OBJETIVOS |
1. Qual é a tradução para o inglês da frase "Querência do Norte tem a maior produção de arroz do Paraná, representando mais de 33% do total produzido dentro do estado.", presente no texto da página abaixo?
2. Copie sem alterações o trecho do texto da página abaixo, começando em "Em 2021 produziu" e indo até "das famílias assentadas.".

TEXTO DA PÁGINA |
•••••
Produção de Alimentos

No Paraná, assentamentos do MST fazem de Querência do Norte a capital do arroz irrigado

Cidade localizada ao noroeste do estado é conhecida como o pantanal paranaense e ano passado foi oficializada como a capital do arroz irrigado pela Lei 20.653/2021
Plantação de Arroz da família Anghinoni. Foto: Jade Azevedo

Por Jade Azevedo
Da Página do MST

Município de topografia privilegiada, com muito sol, terra vermelha e banhado pelo rio Paraná e Ivaí, proporciona aos assentamentos Pontal do Tigre e Che Guevara o trabalho de produção de arroz irrigado, ginseng e a criação de gado para laticínios.

As comunidades estão localizadas a 630 km de distância de Curitiba, capital do estado do Paraná, e a um pouco mais de 500 km de Campo Grande, no Mato Grosso do Sul. A área possui 2.500 hectares, onde vivem as 327 famílias de trabalhadores rurais da reforma agrária. Antes era uma área improdutiva do grupo Atala e hoje tornou-se a capital do arroz irrigado.

Em 2021 produziu mais de 300 mil sacas de arroz, uma das maiores produções do assentamento nestes 27 anos de existência e luta pela Reforma Agrária Popular.

Empacotamento do arroz. Foto: Jade Azedo

Cada assentado tem em torno de oito alqueires para produzir e construir suas casas. Para produzir arroz irrigado muitas famílias se unem e trabalham coletivamente na produção arrozeira, criação de gado para laticínios, reservando um espaço para plantação de hortaliças e verduras.

As famílias ocuparam a área em 1995 já com o objetivo de construírem juntas a Cooperativa de Comercialização da Reforma Agrária Avante, a Coana, agroindústria responsável por potencializar, distribuir e comercializar a produção agrícola das famílias assentadas.

Implantada em 1998, é neste espaço que o arroz verde passa pelo processo de secagem, vai para o silo e depois é beneficiado, explica Celso Inácio Kerber, coordenador de produção da Coana, que há 13 anos trabalha na cooperativa. Segundo ele, são em torno de 500 a 600 fardos de 30 kg de arroz beneficiados por dia no local.

Querência do Norte tem a maior produção de arroz do Paraná, representando mais de 33% do total produzido dentro do estado. O produtor assentado Celso Anghinoni, conta que a irrigação é a base da produção arrozeira. ”Nossa região tem uma topografia com muita água e a irrigação é a certeza da produção. Por isso temos um potencial muito grande e se o governo investisse no pequeno agricultor teríamos muito mais”, defende.

O arroz faz parte do prato principal dos brasileiros e de muitas outras culturas. Por isso seu cultivo é o de maior importância econômica para os países desenvolvidos, uma vez que é o alimento básico de pelo menos 2,4 bilhões de pessoas, segundo a Empresa Brasileira de Pesquisa Agropecuária (Embrapa).
•••••
EXTRATO DE DADOS |
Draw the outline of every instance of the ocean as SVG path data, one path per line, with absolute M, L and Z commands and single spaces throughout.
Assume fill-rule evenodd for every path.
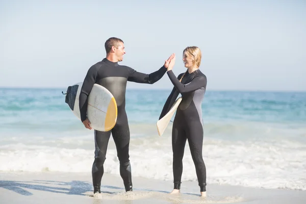
M 93 131 L 62 91 L 0 89 L 0 171 L 91 173 Z M 156 125 L 170 91 L 126 91 L 133 176 L 172 183 L 172 123 L 161 137 Z M 202 108 L 208 185 L 306 190 L 306 93 L 208 90 Z M 185 148 L 182 185 L 197 181 Z M 112 139 L 106 157 L 105 172 L 119 175 Z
•••••
AS RESPOSTAS |
1. Querência do Norte has the largest rice production in Paraná, accounting for more than 33% of the total produced within the state.

2.
Em 2021 produziu mais de 300 mil sacas de arroz, uma das maiores produções do assentamento nestes 27 anos de existência e luta pela Reforma Agrária Popular.

Empacotamento do arroz. Foto: Jade Azedo

Cada assentado tem em torno de oito alqueires para produzir e construir suas casas. Para produzir arroz irrigado muitas famílias se unem e trabalham coletivamente na produção arrozeira, criação de gado para laticínios, reservando um espaço para plantação de hortaliças e verduras.

As famílias ocuparam a área em 1995 já com o objetivo de construírem juntas a Cooperativa de Comercialização da Reforma Agrária Avante, a Coana, agroindústria responsável por potencializar, distribuir e comercializar a produção agrícola das famílias assentadas.